Start of SOURCE INFORMATION

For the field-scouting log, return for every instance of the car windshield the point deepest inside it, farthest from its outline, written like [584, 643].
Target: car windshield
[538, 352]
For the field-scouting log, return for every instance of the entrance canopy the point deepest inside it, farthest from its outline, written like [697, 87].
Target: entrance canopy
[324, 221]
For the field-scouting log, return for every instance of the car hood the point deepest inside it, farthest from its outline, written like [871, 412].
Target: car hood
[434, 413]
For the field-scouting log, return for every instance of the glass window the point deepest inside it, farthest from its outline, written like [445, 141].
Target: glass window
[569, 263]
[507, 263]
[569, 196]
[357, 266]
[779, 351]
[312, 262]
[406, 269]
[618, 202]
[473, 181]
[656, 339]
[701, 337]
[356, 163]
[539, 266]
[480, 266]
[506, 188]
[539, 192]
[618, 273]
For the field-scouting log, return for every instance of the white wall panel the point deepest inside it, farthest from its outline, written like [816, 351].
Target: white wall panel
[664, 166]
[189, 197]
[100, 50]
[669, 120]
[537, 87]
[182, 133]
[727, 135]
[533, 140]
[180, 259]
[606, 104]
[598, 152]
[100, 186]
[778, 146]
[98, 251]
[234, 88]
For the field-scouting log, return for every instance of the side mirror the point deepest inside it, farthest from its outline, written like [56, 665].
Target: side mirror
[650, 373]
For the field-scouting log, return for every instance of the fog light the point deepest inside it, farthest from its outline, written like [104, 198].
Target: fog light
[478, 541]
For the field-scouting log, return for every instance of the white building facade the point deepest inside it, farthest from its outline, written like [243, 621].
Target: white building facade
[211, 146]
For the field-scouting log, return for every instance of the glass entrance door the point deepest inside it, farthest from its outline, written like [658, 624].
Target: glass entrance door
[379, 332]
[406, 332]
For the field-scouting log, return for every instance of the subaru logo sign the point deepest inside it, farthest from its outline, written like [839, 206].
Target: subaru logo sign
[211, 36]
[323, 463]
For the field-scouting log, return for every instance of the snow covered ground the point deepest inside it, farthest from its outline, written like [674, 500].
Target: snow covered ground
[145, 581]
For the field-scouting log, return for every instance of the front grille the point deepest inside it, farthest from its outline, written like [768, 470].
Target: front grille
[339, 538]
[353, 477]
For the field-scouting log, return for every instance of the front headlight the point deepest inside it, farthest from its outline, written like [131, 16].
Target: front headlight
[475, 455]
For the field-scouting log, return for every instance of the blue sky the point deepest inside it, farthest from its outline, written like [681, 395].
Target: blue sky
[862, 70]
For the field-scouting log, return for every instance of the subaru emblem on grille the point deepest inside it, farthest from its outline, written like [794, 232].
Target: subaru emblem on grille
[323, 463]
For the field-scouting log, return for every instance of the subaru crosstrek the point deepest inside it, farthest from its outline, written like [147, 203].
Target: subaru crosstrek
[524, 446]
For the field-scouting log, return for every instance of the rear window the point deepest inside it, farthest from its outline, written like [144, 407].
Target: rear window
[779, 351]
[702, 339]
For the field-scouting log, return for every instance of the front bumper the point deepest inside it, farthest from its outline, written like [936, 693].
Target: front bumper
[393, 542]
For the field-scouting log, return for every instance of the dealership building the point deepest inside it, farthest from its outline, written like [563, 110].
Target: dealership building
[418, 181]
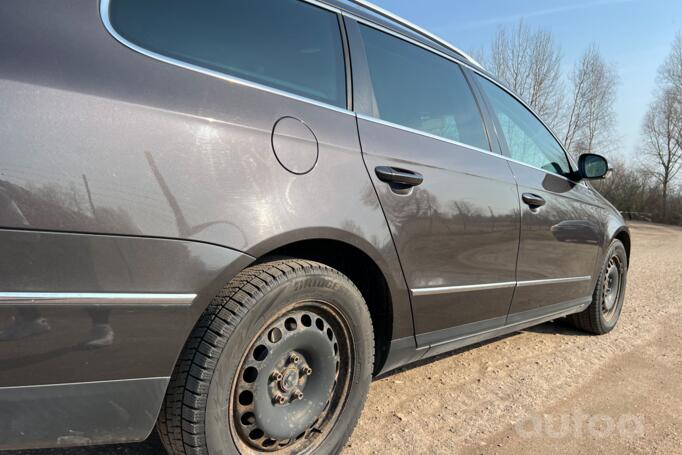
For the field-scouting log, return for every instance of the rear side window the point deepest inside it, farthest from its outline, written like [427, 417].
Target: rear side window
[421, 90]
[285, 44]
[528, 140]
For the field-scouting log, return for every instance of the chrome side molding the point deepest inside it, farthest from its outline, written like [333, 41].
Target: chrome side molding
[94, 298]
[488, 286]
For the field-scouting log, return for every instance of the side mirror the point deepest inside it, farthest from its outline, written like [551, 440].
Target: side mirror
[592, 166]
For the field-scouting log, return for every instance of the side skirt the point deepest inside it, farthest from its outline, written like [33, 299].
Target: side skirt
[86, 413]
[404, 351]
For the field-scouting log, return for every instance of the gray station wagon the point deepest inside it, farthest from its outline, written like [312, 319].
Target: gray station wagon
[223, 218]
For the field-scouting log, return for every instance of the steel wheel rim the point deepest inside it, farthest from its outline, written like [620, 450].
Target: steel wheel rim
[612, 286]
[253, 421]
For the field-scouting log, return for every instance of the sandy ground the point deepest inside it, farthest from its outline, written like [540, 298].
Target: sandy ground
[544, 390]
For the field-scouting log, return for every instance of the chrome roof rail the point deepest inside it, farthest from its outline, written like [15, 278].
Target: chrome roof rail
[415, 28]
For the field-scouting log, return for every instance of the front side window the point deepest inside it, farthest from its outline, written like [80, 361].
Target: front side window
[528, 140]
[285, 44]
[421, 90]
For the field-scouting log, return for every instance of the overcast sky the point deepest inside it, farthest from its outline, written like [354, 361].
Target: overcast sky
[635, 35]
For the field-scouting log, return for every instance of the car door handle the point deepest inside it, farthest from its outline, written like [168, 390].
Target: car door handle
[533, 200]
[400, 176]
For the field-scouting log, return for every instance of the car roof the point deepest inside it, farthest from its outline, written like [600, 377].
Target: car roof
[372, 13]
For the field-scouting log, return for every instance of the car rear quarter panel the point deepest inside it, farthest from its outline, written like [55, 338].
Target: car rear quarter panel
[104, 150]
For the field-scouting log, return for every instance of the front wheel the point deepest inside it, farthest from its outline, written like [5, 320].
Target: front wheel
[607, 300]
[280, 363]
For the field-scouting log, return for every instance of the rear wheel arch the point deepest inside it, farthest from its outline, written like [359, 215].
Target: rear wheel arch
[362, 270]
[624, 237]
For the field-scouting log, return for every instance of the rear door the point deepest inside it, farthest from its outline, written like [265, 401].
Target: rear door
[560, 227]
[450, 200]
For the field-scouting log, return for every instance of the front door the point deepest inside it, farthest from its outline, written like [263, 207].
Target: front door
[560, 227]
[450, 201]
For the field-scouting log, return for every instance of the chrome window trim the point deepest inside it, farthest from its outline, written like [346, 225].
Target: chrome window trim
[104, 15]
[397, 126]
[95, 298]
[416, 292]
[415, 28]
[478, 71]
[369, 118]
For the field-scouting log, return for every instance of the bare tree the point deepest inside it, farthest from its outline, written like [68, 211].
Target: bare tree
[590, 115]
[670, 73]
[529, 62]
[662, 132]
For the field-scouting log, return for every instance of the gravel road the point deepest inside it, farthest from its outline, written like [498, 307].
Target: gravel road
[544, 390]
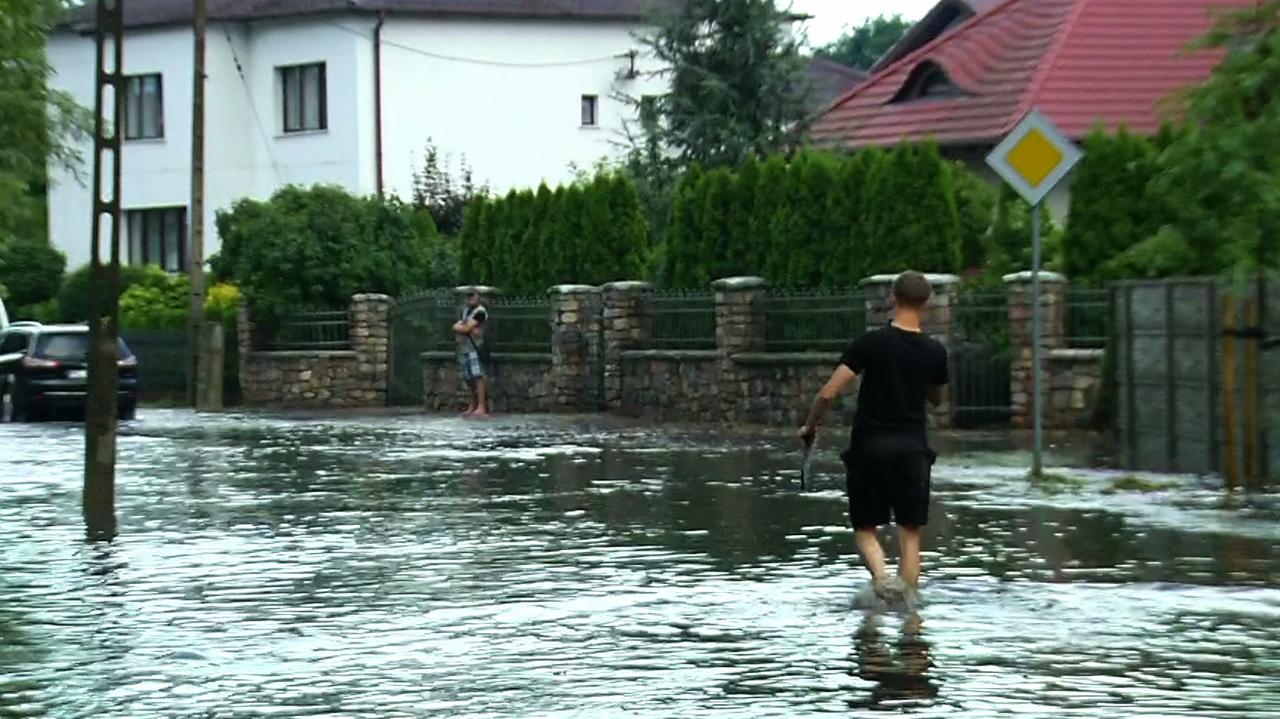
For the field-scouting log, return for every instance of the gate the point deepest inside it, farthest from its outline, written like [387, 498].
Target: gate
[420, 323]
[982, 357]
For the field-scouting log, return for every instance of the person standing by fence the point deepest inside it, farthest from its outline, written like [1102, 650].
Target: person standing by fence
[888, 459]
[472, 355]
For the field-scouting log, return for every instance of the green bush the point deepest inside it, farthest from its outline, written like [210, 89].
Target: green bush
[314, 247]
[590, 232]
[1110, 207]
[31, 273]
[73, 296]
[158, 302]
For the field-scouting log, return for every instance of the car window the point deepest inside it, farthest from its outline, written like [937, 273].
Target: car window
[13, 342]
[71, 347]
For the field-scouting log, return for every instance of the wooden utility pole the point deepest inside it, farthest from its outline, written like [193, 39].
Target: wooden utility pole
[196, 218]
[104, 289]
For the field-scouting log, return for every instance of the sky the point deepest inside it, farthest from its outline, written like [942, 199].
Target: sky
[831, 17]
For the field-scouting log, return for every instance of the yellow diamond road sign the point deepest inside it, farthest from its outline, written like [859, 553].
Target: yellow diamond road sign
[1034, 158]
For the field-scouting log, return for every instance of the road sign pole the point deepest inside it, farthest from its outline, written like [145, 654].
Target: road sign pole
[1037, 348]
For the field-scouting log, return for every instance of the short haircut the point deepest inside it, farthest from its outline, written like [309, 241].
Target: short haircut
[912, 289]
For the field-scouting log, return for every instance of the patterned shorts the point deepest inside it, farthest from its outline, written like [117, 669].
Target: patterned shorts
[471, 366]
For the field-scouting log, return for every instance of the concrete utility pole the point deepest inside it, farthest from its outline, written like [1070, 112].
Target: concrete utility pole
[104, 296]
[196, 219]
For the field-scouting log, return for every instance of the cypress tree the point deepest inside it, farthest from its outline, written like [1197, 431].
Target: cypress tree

End of SOURCE INFORMATION

TASK BRIEF »
In the listing above, find the line with "Target: entrance canopy" and the line with "like [816, 351].", then reproduce both and every line between them exactly.

SOLUTION FOR THIS EXERCISE »
Target: entrance canopy
[324, 221]
For the field-scouting log, return for every instance of the car hood the point deepest inside it, farthest from its outline, written like [871, 412].
Target: car hood
[434, 413]
For the field-scouting log, return for every instance of the glass window the point deepest inside it, farthest from its outline, written like [445, 141].
Target: glass window
[569, 263]
[507, 263]
[569, 196]
[357, 266]
[779, 351]
[312, 262]
[406, 269]
[618, 202]
[473, 181]
[656, 339]
[701, 337]
[356, 163]
[539, 266]
[480, 266]
[506, 188]
[539, 192]
[618, 273]
For the field-scouting log, return for every instance of the white wall panel the point deepest inside it, farthest from its outline, written like [816, 351].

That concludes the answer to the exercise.